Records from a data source
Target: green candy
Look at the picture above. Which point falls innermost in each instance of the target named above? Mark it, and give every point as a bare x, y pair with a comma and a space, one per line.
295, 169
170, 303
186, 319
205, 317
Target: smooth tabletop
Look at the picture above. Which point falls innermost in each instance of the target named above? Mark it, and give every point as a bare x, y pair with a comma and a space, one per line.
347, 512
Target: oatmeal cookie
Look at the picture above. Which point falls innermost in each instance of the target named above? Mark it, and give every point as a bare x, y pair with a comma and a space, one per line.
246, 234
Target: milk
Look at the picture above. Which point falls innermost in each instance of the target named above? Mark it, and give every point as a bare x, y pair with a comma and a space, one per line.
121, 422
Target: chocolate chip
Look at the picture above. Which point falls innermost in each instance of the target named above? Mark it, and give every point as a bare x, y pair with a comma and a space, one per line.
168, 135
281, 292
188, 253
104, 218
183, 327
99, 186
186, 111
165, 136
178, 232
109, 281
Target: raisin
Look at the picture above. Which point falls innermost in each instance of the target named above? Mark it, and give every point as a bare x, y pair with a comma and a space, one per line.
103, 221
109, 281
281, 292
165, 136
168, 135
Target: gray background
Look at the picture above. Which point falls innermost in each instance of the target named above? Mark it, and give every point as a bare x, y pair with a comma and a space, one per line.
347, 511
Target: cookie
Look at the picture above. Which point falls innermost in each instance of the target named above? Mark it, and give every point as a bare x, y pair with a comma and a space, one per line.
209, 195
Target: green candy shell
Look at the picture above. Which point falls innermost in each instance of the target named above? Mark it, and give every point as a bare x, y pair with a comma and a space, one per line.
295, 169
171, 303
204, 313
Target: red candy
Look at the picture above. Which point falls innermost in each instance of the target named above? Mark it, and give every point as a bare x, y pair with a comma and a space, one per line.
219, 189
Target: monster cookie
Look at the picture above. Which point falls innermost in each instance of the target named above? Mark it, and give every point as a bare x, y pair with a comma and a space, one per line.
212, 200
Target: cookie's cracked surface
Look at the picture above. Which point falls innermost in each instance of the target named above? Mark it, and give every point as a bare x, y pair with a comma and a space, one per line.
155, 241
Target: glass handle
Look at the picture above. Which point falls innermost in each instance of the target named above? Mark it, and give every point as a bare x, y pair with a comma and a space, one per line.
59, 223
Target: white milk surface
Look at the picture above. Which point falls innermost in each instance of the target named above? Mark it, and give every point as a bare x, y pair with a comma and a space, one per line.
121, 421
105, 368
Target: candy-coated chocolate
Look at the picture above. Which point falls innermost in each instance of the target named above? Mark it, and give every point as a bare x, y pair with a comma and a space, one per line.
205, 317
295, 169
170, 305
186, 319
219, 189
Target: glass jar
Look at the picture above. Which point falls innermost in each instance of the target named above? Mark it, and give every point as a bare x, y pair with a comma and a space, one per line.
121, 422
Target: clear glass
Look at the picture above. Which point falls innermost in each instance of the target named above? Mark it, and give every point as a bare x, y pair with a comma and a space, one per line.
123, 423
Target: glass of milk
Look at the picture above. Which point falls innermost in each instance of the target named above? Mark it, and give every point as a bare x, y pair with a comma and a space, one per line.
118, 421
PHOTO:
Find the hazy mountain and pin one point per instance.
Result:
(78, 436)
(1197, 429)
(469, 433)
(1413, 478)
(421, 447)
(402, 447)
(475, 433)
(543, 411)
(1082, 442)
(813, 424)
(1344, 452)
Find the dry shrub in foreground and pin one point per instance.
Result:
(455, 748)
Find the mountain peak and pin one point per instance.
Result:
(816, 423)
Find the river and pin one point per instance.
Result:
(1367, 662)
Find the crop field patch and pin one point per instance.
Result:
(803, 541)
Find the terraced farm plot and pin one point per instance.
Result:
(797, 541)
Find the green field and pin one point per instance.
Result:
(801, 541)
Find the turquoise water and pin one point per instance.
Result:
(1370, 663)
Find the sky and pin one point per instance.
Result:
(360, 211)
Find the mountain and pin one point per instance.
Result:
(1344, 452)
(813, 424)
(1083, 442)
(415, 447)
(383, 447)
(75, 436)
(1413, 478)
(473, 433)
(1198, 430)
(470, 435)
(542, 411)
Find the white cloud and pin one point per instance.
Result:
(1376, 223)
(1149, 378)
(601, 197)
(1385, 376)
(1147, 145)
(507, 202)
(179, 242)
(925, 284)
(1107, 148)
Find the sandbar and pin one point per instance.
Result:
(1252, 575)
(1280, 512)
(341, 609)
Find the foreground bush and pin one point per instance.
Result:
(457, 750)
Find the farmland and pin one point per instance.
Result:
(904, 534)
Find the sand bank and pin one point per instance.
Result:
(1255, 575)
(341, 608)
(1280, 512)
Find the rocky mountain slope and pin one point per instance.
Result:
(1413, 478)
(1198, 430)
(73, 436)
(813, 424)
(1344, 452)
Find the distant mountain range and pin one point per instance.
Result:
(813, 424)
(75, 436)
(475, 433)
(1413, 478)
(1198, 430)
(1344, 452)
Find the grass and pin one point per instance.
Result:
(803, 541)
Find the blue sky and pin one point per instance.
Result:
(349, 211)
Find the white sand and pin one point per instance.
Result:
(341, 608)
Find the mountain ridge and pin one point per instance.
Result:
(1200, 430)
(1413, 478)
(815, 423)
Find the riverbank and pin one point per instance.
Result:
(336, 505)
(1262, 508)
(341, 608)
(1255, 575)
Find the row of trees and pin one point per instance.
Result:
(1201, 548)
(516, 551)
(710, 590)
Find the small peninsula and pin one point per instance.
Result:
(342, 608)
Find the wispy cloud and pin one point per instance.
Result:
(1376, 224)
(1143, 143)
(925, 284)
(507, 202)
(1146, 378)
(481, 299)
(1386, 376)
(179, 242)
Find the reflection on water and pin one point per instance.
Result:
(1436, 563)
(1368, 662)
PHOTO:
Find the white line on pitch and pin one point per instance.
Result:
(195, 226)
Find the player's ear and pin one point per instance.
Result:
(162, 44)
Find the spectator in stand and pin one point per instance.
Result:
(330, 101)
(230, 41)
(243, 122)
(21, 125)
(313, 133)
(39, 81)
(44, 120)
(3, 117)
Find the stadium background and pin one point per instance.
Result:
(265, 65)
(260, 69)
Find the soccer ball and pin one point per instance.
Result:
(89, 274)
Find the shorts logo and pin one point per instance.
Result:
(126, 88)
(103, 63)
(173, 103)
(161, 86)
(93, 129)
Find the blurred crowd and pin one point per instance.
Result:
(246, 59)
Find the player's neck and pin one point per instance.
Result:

Task item
Lines from the one containing "Find the small" through the last line of the records, restated word for word: that is the whole response.

Solution to the problem
Find the small peninsula and pin one point per instance.
Result:
(342, 608)
Find the wispy cloud and pin one point per instance.
Result:
(1376, 224)
(1143, 143)
(925, 284)
(507, 202)
(1146, 378)
(481, 299)
(1386, 376)
(179, 242)
Find the reflection on water and pin one point per instance.
Result:
(1436, 563)
(1368, 662)
PHOTO:
Find the white line on pitch and pin one point per instance.
Result:
(195, 226)
Find the player's ear and pin one point per instance.
Result:
(162, 44)
Find the spectator in stand and pin one point per instance.
Result:
(330, 101)
(230, 41)
(243, 122)
(21, 125)
(313, 133)
(39, 81)
(44, 120)
(3, 117)
Find the stadium background and pin one point per instance.
Result:
(265, 65)
(260, 69)
Find the soccer ball and pin one point per instance.
Result:
(89, 274)
Find the shorts logo and pin one point per instance.
Result:
(126, 88)
(103, 63)
(173, 103)
(161, 86)
(93, 129)
Find the blurred crowd and pin one point per instance.
Result:
(246, 59)
Find the player's neck and pin one point per instance.
Result:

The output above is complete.